Stored records
— BEGIN —

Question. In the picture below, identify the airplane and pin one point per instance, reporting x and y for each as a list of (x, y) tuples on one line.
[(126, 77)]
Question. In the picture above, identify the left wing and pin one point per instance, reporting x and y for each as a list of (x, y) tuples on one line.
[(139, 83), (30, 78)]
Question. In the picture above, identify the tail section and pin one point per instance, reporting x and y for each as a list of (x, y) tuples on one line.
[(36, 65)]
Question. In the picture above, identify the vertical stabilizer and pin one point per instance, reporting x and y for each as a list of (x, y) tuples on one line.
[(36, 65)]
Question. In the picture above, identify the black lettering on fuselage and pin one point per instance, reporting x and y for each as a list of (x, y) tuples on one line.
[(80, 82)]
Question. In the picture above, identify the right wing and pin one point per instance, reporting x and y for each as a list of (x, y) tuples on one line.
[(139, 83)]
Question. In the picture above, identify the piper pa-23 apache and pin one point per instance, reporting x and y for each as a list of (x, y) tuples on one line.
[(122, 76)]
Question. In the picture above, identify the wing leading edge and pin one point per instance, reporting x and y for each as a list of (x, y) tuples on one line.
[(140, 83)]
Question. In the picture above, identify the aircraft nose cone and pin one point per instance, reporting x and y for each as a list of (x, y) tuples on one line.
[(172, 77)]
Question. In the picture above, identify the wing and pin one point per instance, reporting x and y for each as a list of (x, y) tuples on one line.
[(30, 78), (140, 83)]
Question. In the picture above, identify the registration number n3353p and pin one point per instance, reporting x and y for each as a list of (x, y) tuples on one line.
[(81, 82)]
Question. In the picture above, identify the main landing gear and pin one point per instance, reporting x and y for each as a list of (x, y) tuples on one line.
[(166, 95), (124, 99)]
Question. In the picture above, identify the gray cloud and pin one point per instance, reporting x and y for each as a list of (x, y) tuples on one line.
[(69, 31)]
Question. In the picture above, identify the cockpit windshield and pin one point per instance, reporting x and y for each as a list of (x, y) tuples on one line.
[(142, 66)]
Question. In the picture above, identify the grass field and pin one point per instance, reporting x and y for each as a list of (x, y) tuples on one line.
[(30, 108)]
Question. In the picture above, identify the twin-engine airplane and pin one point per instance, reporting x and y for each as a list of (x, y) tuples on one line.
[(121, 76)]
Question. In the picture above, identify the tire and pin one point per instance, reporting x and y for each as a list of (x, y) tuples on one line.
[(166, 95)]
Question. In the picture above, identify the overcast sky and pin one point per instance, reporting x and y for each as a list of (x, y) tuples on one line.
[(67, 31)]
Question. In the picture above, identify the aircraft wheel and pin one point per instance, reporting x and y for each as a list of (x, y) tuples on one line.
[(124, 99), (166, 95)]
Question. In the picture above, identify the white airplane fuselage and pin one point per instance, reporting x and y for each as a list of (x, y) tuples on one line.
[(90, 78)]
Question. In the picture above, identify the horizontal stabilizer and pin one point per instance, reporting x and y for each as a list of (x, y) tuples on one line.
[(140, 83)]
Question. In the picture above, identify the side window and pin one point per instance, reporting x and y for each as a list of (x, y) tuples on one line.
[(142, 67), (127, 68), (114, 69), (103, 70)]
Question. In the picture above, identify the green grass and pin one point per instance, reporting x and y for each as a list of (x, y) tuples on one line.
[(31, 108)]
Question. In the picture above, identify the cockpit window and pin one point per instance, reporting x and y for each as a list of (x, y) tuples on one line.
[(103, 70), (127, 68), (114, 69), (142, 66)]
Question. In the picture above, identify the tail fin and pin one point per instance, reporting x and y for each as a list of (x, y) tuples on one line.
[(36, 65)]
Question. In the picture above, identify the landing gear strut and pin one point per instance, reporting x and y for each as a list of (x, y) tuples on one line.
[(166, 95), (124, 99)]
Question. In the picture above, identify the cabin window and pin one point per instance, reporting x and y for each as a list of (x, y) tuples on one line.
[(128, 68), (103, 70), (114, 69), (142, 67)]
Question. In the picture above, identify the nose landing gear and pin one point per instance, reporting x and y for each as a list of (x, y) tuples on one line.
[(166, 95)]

— END —

**Short exercise**
Output all of the lines above verbatim, in their original order.

**Task response**
Question. In the picture below, identify the airplane and pin one point per instance, reporting x and y for each as a list of (x, y) tuples on one line.
[(126, 77)]
Question. In the picture above, identify the left wing and pin one point per instance, reporting x and y for each as a list of (x, y) tuples on one line.
[(139, 83), (30, 78)]
Question. In the picture above, identify the tail section and pin one point per instance, reporting x and y for each as a list of (x, y) tuples on one line.
[(36, 65)]
Question. In the picture above, identify the vertical stabilizer and pin one point per instance, reporting x and y for each as a list of (x, y) tuples on one line.
[(36, 65)]
Question. In the picture above, identify the black lettering on fuselage and pin one point per instance, reporting x and y for each as a list of (x, y) tuples on one line.
[(80, 82)]
Question. In the picture above, identify the right wing and pin one point per instance, reporting x and y for each as a list of (x, y) tuples on one line.
[(139, 83)]
Question. In the picture above, identify the piper pa-23 apache and pin one point per instance, reporting x and y for each as a list of (x, y) tuples on one line.
[(122, 76)]
Question. In the picture above, identify the wing leading edge and pin one point per instance, reporting x and y for each as a list of (x, y) tuples on one line.
[(140, 83)]
Question. In the picture above, identify the aircraft nose cone and pin one point per instance, reporting x and y for each as a list of (x, y) tuples on one line.
[(172, 77)]
Question. In the picture above, identify the wing and pin one point per instance, reporting x and y for each as a list of (x, y) tuples on one line.
[(30, 78), (140, 83)]
Question. In the picture above, identify the registration number n3353p and pin one point per instance, reporting x and y for each as a list of (x, y) tuples on one line.
[(81, 82)]
Question. In the picture above, identify the main landing gear and pin one point per instance, reporting x and y for each as a list of (x, y) tuples on one line.
[(166, 95), (124, 99)]
Question. In the picture above, identify the gray cloud and pin one point per instance, reporting x and y for each as a list of (x, y) tuples on one line.
[(69, 31)]
Question. In the picture above, identify the cockpit windshield and pin one point per instance, reporting x and y for each as a list of (x, y) tuples on one line.
[(142, 66)]
Question. In the picture above, identify the grass field and pin one point per instance, reporting x and y for each as a list of (x, y) tuples on one line.
[(30, 108)]
Question. In the picture above, identify the twin-engine airplane and pin one point per instance, reporting x and y for each as a list of (x, y) tuples on one line.
[(121, 76)]
Question. In the picture above, identify the tire and pin one point per instance, reporting x and y for each as a list of (x, y) tuples on one line.
[(166, 95)]
Question. In the picture above, identify the overcast sky and pin one point per instance, reporting x and y for each as a list of (x, y) tuples on one line.
[(67, 31)]
Question. In the picture above, identify the aircraft wheel and pin one point per instance, reporting x and y for each as a list of (x, y) tuples on one line.
[(124, 99), (166, 95)]
Question. In the picture above, identify the white airplane fuselage and pin one point per instance, reporting x and y for each as a list of (x, y) tuples on one line.
[(90, 78)]
Question. In the picture above, identify the horizontal stabilizer and pin one point per instance, reporting x and y for each as a list of (x, y) tuples on one line.
[(140, 83)]
Question. In the picture above, identify the side window and pin one point per instance, reporting x and y for each as a list of (x, y) tuples on one line.
[(142, 67), (127, 68), (114, 69), (103, 70)]
Question. In the picture above, identify the green grass and pin one point per instance, reporting x and y for each as a list of (x, y) tuples on one line.
[(31, 108)]
Question. In the picture above, identify the cockpit window and pin one point per instance, reporting x and y for each as a list of (x, y) tuples on one line.
[(103, 70), (127, 68), (114, 69), (142, 66)]
Question. In the picture above, identify the tail fin and pin one point per instance, reporting x and y for each as a list of (x, y) tuples on one line.
[(36, 65)]
Question. In the picture above, identify the landing gear strut and pin one point per instance, reporting x and y for each as a list of (x, y) tuples on one line.
[(166, 95), (124, 99)]
Question. In the picture above, identify the cabin window and pin one point per instance, reporting x and y for each as a list of (x, y) tuples on one line.
[(128, 68), (103, 70), (114, 69), (142, 67)]
Question. In the picture above, identify the nose landing gear and pin one point per instance, reporting x and y for each as a list of (x, y) tuples on one line.
[(166, 95)]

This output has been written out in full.